*** Opening Document extract ***

Don’t hold your breath.
It seems the Financial Secretary, aka the Almighty, prefers the Profits Tax income from the enhanced addictive drug peddling murderers instead.

Australian Council on Smoking and Health says new research showing smokers’ mortality rates is ‘a national catastrophe’

The Australian government should sue the tobacco industry after landmark research found Australian smokers have a three times greater chance of dying today than a lifelong non-smoker, the president of the Australian Council on Smoking and Health says.

Up to 1.8m of Australia’s 2.7m smokers are likely to die from their habit if they continue to smoke, losing an average of 10 years of life expectancy, the first Australian large-scale study on smoking and mortality, published in the international journal BMC Medicine, found.

The study findings highlighted the extreme hazards faced by the 13% of Australians who smoked, an author of the study and director of the University of Melbourne’s global burden of disease group, Professor Alan Lopez, said.

“Australia still has a smoking problem,” he said. “Saying Australians are getting fatter, and shifting the focus towards diet and obesity should not mean we forget about tobacco, which is still a major public health problem.”

The research was led by Sydney’s Sax Institute using data from their 45 and Up study. Researchers linked health information from 204,953 study participants aged 45 and over from NSW, with data from the register of births, deaths and marriages.

*** Closing Document extract ***

• _Brief A_: According to the smoking mortality article, how many of Australia's smokers are likely to die from their habit if they keep smoking?
• _Brief B_: Extend the smoking mortality article, starting right after its final sentence.
The lines that come next are separate material, unrelated to the smoking mortality article.

*** Opening Material shown ***

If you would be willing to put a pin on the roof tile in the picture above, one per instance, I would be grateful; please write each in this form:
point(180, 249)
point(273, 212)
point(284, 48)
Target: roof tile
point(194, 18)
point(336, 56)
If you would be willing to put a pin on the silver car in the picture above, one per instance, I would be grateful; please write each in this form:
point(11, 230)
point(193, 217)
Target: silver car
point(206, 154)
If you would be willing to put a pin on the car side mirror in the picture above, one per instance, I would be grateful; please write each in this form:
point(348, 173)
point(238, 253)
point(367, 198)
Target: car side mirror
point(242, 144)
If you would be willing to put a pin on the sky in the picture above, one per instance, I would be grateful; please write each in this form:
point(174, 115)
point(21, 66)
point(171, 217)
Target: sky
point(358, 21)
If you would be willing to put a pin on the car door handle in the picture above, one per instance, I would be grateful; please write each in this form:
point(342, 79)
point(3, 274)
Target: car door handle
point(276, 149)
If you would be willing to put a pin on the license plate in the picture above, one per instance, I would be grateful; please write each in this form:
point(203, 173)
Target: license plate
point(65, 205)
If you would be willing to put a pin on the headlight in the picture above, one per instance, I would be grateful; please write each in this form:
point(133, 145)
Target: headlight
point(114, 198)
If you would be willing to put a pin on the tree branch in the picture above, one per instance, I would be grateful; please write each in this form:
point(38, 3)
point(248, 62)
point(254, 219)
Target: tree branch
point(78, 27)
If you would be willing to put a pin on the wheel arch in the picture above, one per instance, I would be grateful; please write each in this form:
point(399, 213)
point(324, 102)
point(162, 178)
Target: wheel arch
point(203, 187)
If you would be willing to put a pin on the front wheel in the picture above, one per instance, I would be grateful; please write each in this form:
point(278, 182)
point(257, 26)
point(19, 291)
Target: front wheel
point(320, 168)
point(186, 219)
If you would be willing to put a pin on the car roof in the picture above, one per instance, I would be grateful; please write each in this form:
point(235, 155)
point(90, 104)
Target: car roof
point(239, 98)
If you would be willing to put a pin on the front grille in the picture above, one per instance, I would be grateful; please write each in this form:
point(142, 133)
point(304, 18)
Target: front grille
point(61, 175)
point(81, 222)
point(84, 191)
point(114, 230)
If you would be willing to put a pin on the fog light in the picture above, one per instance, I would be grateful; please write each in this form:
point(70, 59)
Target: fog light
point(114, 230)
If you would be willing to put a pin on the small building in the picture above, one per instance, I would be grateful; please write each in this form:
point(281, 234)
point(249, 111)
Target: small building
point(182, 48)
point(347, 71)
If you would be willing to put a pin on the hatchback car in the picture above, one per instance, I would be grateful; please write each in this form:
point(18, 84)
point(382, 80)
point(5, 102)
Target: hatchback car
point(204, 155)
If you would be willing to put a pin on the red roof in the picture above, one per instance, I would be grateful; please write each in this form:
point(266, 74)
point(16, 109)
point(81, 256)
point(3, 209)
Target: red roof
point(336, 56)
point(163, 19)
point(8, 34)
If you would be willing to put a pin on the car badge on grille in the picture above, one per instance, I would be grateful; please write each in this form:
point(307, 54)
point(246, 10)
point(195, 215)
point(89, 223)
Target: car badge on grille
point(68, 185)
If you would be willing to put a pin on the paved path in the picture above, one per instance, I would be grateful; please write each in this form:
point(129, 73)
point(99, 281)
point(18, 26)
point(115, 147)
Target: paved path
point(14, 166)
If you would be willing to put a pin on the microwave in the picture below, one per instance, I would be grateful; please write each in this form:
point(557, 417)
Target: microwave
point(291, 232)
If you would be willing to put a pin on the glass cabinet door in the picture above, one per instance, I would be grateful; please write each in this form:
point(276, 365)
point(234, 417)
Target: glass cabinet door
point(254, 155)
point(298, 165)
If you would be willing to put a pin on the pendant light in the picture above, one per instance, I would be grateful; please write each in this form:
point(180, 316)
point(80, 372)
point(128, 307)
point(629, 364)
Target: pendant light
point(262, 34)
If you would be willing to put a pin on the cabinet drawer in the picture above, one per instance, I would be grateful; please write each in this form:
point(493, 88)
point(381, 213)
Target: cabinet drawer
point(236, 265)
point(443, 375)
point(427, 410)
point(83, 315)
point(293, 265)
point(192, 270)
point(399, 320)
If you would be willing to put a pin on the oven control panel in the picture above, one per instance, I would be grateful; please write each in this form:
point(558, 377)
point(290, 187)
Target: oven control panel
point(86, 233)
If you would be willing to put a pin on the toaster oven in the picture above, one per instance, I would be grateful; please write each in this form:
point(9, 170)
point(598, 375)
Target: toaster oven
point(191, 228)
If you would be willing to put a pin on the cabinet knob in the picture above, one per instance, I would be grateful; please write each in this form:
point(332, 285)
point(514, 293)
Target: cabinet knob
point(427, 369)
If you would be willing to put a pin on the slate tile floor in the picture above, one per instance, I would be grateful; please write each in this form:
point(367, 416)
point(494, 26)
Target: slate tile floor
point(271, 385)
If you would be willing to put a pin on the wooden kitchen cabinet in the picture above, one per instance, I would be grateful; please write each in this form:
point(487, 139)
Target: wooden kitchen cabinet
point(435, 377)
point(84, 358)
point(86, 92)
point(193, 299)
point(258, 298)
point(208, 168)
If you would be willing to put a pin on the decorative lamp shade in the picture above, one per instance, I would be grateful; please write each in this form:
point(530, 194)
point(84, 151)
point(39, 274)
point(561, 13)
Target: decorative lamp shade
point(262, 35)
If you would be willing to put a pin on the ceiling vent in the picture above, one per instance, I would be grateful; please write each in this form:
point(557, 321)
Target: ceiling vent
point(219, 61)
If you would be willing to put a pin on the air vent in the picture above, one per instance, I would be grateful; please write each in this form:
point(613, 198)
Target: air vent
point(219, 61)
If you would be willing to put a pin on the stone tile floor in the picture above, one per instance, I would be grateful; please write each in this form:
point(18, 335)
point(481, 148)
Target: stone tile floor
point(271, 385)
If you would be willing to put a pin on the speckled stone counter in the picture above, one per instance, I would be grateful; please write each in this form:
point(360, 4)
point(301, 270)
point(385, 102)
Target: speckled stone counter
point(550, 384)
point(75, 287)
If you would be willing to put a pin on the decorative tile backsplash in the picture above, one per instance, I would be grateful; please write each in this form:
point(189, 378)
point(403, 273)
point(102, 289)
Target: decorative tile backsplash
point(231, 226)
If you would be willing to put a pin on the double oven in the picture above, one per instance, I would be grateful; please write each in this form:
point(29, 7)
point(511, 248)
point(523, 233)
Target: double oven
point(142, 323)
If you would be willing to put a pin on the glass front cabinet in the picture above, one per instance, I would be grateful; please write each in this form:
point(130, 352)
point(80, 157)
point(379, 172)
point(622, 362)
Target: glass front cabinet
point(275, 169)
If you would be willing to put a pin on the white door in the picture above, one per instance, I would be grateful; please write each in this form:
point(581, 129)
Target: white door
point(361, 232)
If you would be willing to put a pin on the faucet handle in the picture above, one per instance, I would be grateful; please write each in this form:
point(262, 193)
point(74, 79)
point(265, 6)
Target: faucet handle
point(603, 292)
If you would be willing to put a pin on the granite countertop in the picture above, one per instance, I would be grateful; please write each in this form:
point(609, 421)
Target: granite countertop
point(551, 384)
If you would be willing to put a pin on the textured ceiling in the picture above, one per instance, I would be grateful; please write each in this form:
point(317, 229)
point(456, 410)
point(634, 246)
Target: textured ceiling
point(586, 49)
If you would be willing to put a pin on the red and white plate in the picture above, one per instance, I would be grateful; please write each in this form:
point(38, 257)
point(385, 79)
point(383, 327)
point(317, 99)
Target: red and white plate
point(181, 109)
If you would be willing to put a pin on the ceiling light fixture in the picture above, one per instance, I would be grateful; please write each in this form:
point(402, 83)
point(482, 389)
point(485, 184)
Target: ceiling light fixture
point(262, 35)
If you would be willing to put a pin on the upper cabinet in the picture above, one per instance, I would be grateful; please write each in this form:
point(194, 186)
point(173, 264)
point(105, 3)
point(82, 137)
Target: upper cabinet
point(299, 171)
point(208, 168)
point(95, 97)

*** Closing Material shown ***

• _Response A_: Up to 1.8m of Australia's 2.7m smokers.

• _Response B_:
Previous research from the Sax Institute found pack-a-day smokers had a fourfold risk of dying early, while the risk of death for lighter smokers was more than doubled.

The president of the Australian Council on Smoking and Health, Mike Daube, said the study revealed smoking as a “national catastrophe” because even though Australia had among the lowest smoking rates in the word, its effects were widespread.

“That smoking will kill 7.5% of Australians means it deserves a massively increased focus, and we need to keep increasing taxes on tobacco, step up public health campaigns and limit the number of outlets that sell it,” Daube said.

“It is time for the Australian government to follow what the US did about 20 years ago and sue the tobacco industry for costs incurred because of smoking, and force them to make internal documents public.

“That would bring in tens of billions of dollars which would help the budget, and enable stronger action on smoking.”

Known as the Master Settlement Agreement, the 1998 court action involved 46 US states and several of the largest US tobacco companies. The tobacco industry was forced to pay the states more than US$200bn in compensation and make public previously secret documents.

The chief executive of the Public Health Association of Australia, Michael Moore, said the research confirmed smoking as Australia’s most preventable cause of death and disease, killing even more people than previously believed.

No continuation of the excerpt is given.